STATED TASK A
Rewrite the entries from the line containing "Point out the man" down to the line containing "x=236, y=82", swapping "Values" for "Coordinates" and leaving everything else untouched.

SELECTED EXCERPT
%%
Hi Jan,
maybe I should explain why I am considering this. My background is in engineering (mechanical) and here complex numbers are considered as extremely exotic. For me as an engineer the idea that the cubic root of -1 should be complex sounds absurd. Most engineers probably have the opinion that -1 has only one cubic root anyway!
You are surprising me. Even in mechanical engineering, I would expect waves to appear; and with waves you have to consider wave propagation, interference, and resonance. Some of these topics are best modeled with Laplacians, which imply complex numbers [1]. But anyway, yes I understand there are applications where you have real numbers and want/expect real numbers as a result. This is why CLN has the type cl_R and many functions that, given a cl_R as input, are guaranteed to produce a cl_R result.
I would like to submit a patch that allows choosing the convention for negative cube roots between the solution on the principal branch and the real-valued solution.
%%
STATED TASK B
Reproduce the whole reply about cube roots of negative numbers word for word.

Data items
%%
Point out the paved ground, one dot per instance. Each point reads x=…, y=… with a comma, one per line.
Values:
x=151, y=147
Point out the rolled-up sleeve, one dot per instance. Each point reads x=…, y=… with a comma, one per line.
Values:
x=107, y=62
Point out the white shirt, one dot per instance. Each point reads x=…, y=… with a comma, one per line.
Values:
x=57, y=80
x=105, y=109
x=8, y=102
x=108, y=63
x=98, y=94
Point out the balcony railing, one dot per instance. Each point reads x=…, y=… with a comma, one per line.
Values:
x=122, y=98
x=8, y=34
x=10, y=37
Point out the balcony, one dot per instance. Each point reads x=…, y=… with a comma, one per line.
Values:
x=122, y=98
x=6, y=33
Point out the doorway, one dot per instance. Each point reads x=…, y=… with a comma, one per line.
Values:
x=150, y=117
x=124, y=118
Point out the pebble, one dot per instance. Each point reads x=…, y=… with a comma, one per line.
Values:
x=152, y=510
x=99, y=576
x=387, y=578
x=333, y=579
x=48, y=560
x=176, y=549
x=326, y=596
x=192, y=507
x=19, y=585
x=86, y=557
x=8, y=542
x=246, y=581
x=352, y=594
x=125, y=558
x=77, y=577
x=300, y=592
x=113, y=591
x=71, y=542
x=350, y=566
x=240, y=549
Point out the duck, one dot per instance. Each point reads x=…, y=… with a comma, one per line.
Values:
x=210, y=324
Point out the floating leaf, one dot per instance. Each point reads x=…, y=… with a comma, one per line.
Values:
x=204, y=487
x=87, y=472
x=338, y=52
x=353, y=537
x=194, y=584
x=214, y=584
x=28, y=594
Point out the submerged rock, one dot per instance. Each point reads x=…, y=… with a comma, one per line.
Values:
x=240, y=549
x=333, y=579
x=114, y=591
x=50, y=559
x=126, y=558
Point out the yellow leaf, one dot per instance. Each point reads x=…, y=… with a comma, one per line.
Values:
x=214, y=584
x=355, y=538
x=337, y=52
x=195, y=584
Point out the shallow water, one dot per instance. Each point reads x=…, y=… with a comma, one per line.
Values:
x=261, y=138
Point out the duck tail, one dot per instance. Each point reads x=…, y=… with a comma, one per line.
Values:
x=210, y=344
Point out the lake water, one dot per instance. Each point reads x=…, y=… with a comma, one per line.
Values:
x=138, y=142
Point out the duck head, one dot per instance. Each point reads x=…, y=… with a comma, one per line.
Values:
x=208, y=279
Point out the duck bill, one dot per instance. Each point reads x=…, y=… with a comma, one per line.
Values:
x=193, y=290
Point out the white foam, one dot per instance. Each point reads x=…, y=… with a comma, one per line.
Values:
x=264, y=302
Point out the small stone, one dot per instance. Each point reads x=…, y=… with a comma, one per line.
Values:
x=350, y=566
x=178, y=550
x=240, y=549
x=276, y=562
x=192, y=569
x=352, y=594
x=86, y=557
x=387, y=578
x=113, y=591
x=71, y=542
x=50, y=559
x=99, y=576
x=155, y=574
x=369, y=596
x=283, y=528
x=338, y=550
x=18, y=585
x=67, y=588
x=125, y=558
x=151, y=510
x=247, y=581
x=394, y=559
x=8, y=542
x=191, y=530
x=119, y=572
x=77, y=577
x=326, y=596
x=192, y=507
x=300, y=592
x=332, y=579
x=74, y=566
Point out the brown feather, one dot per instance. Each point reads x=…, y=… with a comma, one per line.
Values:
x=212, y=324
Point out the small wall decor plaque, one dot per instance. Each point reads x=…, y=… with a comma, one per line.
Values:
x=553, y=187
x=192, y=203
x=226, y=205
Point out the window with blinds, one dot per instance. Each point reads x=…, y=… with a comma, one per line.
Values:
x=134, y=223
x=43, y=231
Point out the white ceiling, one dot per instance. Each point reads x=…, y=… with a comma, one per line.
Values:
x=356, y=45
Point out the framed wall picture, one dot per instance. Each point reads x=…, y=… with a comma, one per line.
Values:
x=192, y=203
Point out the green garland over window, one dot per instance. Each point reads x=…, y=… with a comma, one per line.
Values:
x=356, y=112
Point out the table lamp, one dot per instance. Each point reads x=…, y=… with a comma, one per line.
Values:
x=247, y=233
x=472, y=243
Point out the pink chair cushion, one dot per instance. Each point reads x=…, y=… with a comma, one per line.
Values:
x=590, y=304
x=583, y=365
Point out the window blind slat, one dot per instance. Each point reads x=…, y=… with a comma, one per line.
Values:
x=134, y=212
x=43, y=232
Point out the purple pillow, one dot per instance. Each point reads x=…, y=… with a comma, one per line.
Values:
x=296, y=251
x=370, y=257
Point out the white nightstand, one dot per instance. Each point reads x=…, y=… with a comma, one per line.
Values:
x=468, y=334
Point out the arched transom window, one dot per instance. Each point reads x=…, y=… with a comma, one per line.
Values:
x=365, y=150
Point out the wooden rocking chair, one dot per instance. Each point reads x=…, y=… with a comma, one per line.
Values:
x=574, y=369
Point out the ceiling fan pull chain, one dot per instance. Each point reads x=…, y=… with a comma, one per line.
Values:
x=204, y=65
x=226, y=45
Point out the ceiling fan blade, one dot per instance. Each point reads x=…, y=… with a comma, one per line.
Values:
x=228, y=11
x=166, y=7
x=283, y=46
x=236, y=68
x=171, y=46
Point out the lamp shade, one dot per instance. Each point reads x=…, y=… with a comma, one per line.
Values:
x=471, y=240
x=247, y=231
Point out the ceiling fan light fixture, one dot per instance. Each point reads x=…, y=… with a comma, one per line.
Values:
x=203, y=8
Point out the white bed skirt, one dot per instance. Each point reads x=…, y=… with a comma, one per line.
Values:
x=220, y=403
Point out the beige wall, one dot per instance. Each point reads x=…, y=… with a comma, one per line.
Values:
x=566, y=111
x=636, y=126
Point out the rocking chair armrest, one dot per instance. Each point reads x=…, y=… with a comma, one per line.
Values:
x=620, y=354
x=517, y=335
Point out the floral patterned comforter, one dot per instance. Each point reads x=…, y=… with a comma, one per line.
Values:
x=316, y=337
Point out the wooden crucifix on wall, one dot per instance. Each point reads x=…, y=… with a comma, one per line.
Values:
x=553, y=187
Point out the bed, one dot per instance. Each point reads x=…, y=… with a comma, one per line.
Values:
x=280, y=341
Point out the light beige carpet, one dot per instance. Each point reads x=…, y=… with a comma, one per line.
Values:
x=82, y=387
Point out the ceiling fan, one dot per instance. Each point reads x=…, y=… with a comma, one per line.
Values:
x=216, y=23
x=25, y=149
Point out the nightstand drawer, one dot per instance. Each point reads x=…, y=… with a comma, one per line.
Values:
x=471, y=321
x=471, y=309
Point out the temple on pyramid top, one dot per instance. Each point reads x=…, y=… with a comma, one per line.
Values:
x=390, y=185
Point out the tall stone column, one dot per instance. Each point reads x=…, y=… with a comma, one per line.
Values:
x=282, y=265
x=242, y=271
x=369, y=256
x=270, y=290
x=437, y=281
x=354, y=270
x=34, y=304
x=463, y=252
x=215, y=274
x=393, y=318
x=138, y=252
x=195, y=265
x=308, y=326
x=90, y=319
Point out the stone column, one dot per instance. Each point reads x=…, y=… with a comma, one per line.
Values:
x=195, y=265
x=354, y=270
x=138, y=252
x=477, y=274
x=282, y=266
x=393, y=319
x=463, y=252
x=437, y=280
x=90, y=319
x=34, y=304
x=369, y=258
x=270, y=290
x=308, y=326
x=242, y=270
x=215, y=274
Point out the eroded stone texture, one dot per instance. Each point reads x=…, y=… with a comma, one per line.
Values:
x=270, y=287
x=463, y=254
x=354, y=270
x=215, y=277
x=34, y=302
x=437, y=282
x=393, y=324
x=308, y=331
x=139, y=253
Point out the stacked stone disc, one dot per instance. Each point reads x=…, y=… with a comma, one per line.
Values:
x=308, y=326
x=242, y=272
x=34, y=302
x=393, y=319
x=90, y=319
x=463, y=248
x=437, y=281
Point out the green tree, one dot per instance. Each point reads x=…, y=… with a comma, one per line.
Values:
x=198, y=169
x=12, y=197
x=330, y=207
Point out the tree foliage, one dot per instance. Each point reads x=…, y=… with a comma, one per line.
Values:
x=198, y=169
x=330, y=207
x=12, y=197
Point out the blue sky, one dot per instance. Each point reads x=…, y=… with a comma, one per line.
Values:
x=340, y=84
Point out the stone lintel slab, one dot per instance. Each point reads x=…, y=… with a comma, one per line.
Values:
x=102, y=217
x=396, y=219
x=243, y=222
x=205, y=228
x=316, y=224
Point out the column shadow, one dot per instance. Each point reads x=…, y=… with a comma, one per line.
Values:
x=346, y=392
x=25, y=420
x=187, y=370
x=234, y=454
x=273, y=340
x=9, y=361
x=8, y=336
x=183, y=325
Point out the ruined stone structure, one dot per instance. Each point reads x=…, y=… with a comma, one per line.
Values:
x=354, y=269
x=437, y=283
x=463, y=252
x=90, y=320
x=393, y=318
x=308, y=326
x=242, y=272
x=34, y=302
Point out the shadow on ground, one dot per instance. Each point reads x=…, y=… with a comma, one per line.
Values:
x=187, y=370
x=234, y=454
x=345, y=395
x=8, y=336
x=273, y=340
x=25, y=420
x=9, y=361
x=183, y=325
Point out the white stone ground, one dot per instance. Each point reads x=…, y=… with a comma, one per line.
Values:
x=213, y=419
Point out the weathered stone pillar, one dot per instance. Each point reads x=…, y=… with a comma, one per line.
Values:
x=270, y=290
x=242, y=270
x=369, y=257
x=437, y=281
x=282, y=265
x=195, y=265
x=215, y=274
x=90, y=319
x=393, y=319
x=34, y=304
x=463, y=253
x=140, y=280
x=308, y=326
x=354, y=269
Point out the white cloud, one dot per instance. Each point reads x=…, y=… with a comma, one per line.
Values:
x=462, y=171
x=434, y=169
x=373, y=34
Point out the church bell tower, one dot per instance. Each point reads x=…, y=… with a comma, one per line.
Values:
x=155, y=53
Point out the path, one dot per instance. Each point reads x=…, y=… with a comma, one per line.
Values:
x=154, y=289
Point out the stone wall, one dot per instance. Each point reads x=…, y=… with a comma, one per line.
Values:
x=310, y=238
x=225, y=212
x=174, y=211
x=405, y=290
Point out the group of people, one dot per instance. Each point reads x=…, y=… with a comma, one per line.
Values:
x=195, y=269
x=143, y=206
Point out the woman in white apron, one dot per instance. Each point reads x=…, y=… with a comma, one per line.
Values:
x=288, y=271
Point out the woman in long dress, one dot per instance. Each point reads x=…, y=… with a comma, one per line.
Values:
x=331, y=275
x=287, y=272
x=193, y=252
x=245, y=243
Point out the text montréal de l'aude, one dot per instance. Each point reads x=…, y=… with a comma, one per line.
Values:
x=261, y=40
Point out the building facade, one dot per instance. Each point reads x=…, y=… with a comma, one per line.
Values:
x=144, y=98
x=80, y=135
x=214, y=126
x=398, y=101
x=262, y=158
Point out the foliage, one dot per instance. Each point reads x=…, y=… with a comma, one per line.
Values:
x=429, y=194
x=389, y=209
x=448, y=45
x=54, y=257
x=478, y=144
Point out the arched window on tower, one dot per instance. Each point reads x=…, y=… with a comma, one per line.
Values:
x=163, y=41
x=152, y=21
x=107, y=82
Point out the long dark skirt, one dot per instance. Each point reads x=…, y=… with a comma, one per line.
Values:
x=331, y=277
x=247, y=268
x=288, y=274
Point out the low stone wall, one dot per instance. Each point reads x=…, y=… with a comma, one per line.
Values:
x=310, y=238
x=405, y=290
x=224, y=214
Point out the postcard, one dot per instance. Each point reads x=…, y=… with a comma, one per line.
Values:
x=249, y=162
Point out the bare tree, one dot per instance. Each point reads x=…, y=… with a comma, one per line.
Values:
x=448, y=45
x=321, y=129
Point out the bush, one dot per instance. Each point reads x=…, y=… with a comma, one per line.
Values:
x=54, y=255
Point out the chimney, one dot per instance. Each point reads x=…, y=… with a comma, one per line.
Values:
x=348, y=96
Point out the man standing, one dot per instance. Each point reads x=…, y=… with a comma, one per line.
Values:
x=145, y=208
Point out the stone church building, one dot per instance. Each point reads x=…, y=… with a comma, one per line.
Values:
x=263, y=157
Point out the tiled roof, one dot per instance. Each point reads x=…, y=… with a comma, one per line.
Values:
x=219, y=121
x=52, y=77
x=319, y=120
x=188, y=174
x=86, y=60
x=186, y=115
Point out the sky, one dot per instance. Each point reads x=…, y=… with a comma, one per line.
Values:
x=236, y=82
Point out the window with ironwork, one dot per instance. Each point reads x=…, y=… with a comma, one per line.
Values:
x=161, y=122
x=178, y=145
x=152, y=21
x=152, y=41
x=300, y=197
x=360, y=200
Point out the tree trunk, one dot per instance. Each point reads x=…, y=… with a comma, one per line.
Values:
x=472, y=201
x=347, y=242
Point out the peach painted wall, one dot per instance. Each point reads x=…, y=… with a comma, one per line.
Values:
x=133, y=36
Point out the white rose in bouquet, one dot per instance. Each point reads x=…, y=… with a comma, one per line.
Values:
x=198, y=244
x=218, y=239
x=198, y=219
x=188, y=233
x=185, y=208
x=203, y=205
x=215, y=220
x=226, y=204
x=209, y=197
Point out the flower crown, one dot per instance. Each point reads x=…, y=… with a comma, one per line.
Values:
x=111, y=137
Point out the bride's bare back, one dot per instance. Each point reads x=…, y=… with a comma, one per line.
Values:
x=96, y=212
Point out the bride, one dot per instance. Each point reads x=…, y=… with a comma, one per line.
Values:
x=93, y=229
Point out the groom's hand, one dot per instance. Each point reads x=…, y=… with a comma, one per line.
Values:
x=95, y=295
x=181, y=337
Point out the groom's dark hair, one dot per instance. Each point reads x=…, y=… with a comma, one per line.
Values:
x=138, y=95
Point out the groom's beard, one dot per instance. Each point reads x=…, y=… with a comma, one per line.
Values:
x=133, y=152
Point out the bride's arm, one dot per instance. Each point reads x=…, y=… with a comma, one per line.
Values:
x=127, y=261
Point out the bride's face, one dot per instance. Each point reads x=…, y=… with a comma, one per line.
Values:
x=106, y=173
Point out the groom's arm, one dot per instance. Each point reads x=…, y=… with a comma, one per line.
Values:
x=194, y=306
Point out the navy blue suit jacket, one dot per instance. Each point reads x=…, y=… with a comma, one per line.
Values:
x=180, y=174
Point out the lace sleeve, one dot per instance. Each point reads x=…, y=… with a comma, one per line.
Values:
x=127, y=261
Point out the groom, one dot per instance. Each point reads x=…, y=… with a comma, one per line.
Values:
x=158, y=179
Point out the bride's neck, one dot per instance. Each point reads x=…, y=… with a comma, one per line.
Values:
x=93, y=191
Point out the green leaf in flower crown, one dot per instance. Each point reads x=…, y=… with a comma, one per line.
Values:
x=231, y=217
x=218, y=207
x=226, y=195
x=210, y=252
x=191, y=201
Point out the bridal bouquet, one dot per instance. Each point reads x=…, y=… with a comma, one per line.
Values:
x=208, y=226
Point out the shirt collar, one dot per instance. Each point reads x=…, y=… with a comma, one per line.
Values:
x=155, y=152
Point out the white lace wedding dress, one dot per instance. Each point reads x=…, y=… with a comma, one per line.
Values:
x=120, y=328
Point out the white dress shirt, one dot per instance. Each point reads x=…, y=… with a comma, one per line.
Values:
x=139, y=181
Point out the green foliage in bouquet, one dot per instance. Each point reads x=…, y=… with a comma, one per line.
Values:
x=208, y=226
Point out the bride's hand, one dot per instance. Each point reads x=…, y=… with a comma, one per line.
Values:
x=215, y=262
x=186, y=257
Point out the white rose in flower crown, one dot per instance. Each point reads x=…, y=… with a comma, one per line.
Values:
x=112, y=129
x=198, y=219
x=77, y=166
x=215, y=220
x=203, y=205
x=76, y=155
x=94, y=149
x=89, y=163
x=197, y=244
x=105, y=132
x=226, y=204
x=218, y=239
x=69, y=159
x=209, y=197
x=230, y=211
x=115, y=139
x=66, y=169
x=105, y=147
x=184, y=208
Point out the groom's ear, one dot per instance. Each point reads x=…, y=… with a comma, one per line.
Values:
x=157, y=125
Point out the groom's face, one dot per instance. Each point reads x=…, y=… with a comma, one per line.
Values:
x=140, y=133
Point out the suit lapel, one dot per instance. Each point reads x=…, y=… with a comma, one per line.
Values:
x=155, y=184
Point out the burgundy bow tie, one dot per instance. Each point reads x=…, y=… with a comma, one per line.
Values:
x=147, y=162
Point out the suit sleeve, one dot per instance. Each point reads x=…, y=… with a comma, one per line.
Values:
%%
FINAL RESULT A
Point out the man standing, one dot per instance. Each point reads x=…, y=… with a comma, one per line.
Coordinates:
x=145, y=208
Point out the stone church building, one dot per instance. Each point reads x=…, y=… with a comma, one per line.
Coordinates:
x=263, y=157
Point out the tiled roof, one dot per instance. Each point reads x=…, y=… with a comma, one per line.
Coordinates:
x=219, y=121
x=52, y=77
x=319, y=120
x=188, y=174
x=86, y=60
x=186, y=115
Point out the sky, one dot per instance. Each point reads x=…, y=… with a comma, one per line.
Coordinates:
x=236, y=82

FINAL RESULT B
Hi Jan,
maybe I should explain why I am considering this. My background is in engineering (mechanical) and here complex numbers are considered as extremely exotic. For me as an engineer the idea that the cubic root of -1 should be complex sounds absurd. Most engineers probably have the opinion that -1 has only one cubic root anyway!
You are surprising me. Even in mechanical engineering, I would expect waves to appear; and with waves you have to consider wave propagation, interference, and resonance. Some of these topics are best modeled with Laplacians, which imply complex numbers [1]. But anyway, yes I understand there are applications where you have real numbers and want/expect real numbers as a result. This is why CLN has the type cl_R and many functions that, given a cl_R as input, are guaranteed to produce a cl_R result.
I would like to submit a patch that allows choosing the convention for negative cube roots between the solution on the principal branch and the real-valued solution.